>>>

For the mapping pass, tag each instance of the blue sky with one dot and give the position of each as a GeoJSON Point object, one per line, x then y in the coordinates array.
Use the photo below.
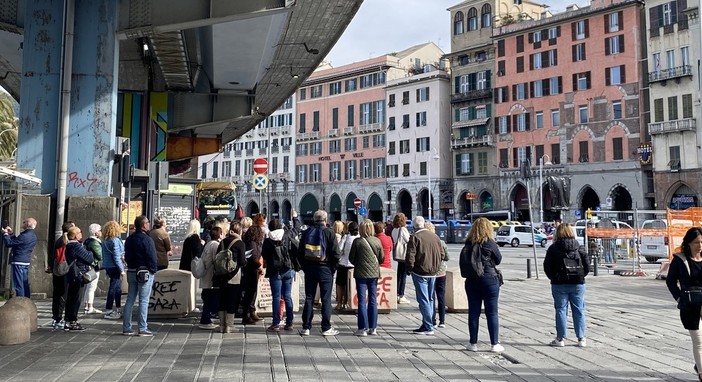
{"type": "Point", "coordinates": [384, 26]}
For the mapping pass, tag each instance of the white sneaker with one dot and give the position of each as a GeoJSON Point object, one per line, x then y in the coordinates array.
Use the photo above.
{"type": "Point", "coordinates": [360, 333]}
{"type": "Point", "coordinates": [330, 332]}
{"type": "Point", "coordinates": [557, 343]}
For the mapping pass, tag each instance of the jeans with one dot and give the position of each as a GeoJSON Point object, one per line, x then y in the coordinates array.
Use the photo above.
{"type": "Point", "coordinates": [367, 310]}
{"type": "Point", "coordinates": [114, 290]}
{"type": "Point", "coordinates": [485, 289]}
{"type": "Point", "coordinates": [322, 276]}
{"type": "Point", "coordinates": [281, 285]}
{"type": "Point", "coordinates": [424, 286]}
{"type": "Point", "coordinates": [20, 280]}
{"type": "Point", "coordinates": [144, 293]}
{"type": "Point", "coordinates": [440, 289]}
{"type": "Point", "coordinates": [575, 295]}
{"type": "Point", "coordinates": [401, 278]}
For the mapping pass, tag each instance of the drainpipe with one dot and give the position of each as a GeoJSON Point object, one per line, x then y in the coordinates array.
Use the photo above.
{"type": "Point", "coordinates": [66, 71]}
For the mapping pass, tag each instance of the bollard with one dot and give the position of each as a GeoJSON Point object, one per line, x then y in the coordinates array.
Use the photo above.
{"type": "Point", "coordinates": [594, 266]}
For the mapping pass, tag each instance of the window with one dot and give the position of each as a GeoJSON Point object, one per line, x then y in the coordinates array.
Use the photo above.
{"type": "Point", "coordinates": [582, 112]}
{"type": "Point", "coordinates": [616, 110]}
{"type": "Point", "coordinates": [458, 23]}
{"type": "Point", "coordinates": [472, 19]}
{"type": "Point", "coordinates": [617, 149]}
{"type": "Point", "coordinates": [672, 108]}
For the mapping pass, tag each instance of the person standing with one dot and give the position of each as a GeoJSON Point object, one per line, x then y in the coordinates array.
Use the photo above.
{"type": "Point", "coordinates": [318, 272]}
{"type": "Point", "coordinates": [113, 262]}
{"type": "Point", "coordinates": [566, 265]}
{"type": "Point", "coordinates": [94, 245]}
{"type": "Point", "coordinates": [81, 260]}
{"type": "Point", "coordinates": [400, 238]}
{"type": "Point", "coordinates": [140, 254]}
{"type": "Point", "coordinates": [477, 261]}
{"type": "Point", "coordinates": [684, 273]}
{"type": "Point", "coordinates": [366, 256]}
{"type": "Point", "coordinates": [162, 242]}
{"type": "Point", "coordinates": [423, 261]}
{"type": "Point", "coordinates": [22, 246]}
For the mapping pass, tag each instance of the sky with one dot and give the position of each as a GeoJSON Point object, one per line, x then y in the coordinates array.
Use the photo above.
{"type": "Point", "coordinates": [385, 26]}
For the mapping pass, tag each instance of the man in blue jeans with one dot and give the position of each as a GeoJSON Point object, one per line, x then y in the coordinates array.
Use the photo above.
{"type": "Point", "coordinates": [22, 246]}
{"type": "Point", "coordinates": [319, 273]}
{"type": "Point", "coordinates": [139, 253]}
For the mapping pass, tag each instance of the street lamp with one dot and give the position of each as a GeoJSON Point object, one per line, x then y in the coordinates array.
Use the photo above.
{"type": "Point", "coordinates": [541, 185]}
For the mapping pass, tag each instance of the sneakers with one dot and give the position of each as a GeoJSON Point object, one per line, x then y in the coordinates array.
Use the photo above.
{"type": "Point", "coordinates": [330, 332]}
{"type": "Point", "coordinates": [360, 333]}
{"type": "Point", "coordinates": [557, 343]}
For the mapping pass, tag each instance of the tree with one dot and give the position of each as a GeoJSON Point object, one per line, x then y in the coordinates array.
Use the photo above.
{"type": "Point", "coordinates": [9, 125]}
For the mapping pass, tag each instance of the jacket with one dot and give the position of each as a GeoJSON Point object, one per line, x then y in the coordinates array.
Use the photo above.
{"type": "Point", "coordinates": [332, 250]}
{"type": "Point", "coordinates": [553, 262]}
{"type": "Point", "coordinates": [140, 251]}
{"type": "Point", "coordinates": [83, 260]}
{"type": "Point", "coordinates": [366, 255]}
{"type": "Point", "coordinates": [678, 280]}
{"type": "Point", "coordinates": [424, 253]}
{"type": "Point", "coordinates": [113, 254]}
{"type": "Point", "coordinates": [162, 243]}
{"type": "Point", "coordinates": [22, 246]}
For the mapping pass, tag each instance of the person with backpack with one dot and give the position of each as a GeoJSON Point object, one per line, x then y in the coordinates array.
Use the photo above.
{"type": "Point", "coordinates": [566, 265]}
{"type": "Point", "coordinates": [281, 264]}
{"type": "Point", "coordinates": [477, 262]}
{"type": "Point", "coordinates": [318, 254]}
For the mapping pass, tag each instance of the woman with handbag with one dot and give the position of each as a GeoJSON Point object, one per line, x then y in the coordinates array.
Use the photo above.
{"type": "Point", "coordinates": [566, 265]}
{"type": "Point", "coordinates": [80, 261]}
{"type": "Point", "coordinates": [477, 261]}
{"type": "Point", "coordinates": [684, 281]}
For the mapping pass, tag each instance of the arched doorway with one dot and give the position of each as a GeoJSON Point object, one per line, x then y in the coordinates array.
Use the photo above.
{"type": "Point", "coordinates": [375, 208]}
{"type": "Point", "coordinates": [334, 208]}
{"type": "Point", "coordinates": [350, 208]}
{"type": "Point", "coordinates": [520, 201]}
{"type": "Point", "coordinates": [404, 203]}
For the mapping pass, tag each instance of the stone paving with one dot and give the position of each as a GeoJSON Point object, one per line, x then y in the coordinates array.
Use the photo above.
{"type": "Point", "coordinates": [634, 334]}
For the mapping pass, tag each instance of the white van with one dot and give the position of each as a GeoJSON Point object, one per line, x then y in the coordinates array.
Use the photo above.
{"type": "Point", "coordinates": [654, 247]}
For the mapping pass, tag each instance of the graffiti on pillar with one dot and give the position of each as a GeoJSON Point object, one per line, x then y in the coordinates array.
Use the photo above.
{"type": "Point", "coordinates": [78, 181]}
{"type": "Point", "coordinates": [164, 295]}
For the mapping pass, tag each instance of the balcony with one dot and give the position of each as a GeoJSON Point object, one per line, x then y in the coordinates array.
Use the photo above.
{"type": "Point", "coordinates": [667, 74]}
{"type": "Point", "coordinates": [471, 95]}
{"type": "Point", "coordinates": [484, 140]}
{"type": "Point", "coordinates": [688, 124]}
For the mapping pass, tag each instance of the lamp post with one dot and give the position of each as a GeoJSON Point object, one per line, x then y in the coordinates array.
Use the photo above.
{"type": "Point", "coordinates": [541, 185]}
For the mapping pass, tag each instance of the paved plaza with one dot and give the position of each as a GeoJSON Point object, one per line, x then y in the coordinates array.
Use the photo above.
{"type": "Point", "coordinates": [634, 334]}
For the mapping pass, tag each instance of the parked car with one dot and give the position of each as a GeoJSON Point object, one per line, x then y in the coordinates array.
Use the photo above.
{"type": "Point", "coordinates": [515, 235]}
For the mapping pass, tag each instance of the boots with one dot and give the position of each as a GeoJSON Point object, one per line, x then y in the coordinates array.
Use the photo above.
{"type": "Point", "coordinates": [224, 321]}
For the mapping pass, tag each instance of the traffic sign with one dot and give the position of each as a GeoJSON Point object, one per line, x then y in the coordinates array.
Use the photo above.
{"type": "Point", "coordinates": [260, 165]}
{"type": "Point", "coordinates": [260, 181]}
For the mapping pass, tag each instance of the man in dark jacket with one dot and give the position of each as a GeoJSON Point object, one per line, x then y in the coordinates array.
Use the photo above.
{"type": "Point", "coordinates": [22, 246]}
{"type": "Point", "coordinates": [319, 273]}
{"type": "Point", "coordinates": [140, 255]}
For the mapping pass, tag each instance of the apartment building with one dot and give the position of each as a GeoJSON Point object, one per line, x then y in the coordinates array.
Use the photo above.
{"type": "Point", "coordinates": [341, 134]}
{"type": "Point", "coordinates": [568, 105]}
{"type": "Point", "coordinates": [674, 84]}
{"type": "Point", "coordinates": [274, 140]}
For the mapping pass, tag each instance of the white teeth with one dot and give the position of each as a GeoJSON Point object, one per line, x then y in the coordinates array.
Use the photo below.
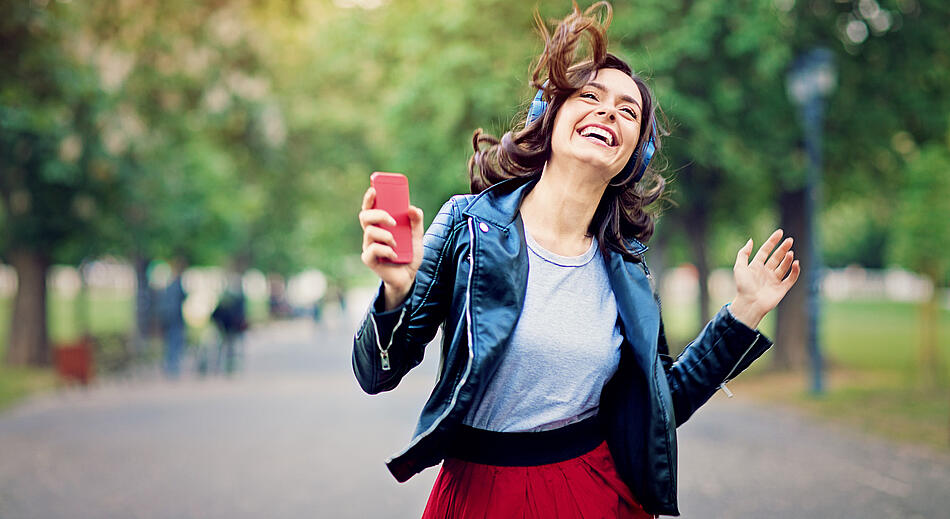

<<<

= CONSEGNA =
Mostri ogni riga dell'elenco sopra che contiene la parola "person", distinguendo tra maiuscole e minuscole.

= SOLUZIONE =
For the mapping pass, tag each instance of the person standing with one dot and give the position of each as a GeoJSON Point object, one per line, x then y in the coordinates array.
For the mapping pass, tag each instance of the person with backpack with one dot and give the position of each as a GeoJSON Point object, one per line, x then y in the coordinates array.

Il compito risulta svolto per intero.